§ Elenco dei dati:
□ □ □

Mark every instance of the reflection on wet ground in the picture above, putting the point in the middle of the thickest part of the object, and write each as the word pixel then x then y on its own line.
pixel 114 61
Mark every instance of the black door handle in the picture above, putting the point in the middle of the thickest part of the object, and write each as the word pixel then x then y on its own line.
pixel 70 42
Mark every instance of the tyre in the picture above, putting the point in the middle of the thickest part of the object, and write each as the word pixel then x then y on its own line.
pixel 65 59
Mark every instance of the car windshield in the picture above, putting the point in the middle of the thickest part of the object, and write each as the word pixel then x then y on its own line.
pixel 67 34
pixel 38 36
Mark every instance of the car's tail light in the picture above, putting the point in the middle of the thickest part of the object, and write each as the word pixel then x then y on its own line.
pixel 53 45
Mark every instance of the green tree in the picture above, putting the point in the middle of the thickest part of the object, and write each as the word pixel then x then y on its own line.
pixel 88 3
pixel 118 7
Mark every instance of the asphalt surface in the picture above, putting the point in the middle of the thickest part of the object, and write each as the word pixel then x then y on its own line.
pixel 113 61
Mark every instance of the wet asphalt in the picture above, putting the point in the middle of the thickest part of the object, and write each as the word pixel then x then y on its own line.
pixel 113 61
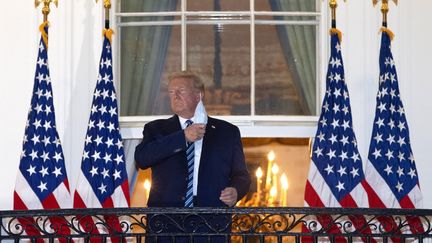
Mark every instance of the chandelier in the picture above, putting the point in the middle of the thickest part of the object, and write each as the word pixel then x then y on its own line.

□ □ □

§ Consegna: Modifichi tutte le righe sostituendo ogni occorrenza di "thickest part" con "widest part" e lasciando invariato tutto il resto. Ometta le immagini dalla risposta.

§ Soluzione proposta:
Mark every instance of the reflection on wet ground in the picture above, putting the point in the middle of the widest part of the object, and write each as the word pixel then x then y on its own line.
pixel 114 61
Mark every instance of the black door handle in the picture above, putting the point in the middle of the widest part of the object, and write each as the word pixel then x then y on its own line.
pixel 70 42
Mark every instance of the tyre in the picture above, putting the point in the middle of the widest part of the object, and write each as the word pixel then x then y on its own line.
pixel 65 59
Mark every instance of the car windshield in the picture above, putting the point in the middle of the widest part of the object, and write each as the word pixel then x then y on its own line.
pixel 67 34
pixel 38 36
Mark every instance of the car's tail light in the picture above, putting the point in the middle of the widest part of the object, and write each as the word pixel then x then y on its own line.
pixel 53 45
Mark every instance of the green tree in the picture above, putting the point in the middle of the widest part of the object, and write each as the word pixel then x then y on its own line.
pixel 88 3
pixel 118 7
Mark every instance of the asphalt surface in the picture above, putting the point in the middle of the widest part of the object, and write each as the word pixel then x then y on its own line.
pixel 113 61
Mark every instance of the wet asphalt in the picture above, putting the point in the middle of the widest part of the object, and write each as the word pixel then x then y on its own line.
pixel 113 61
Mark every instance of the chandelier in the picture above, putting the point in the middle of the widest part of the object, and write each as the word pixel then x then y on its own line.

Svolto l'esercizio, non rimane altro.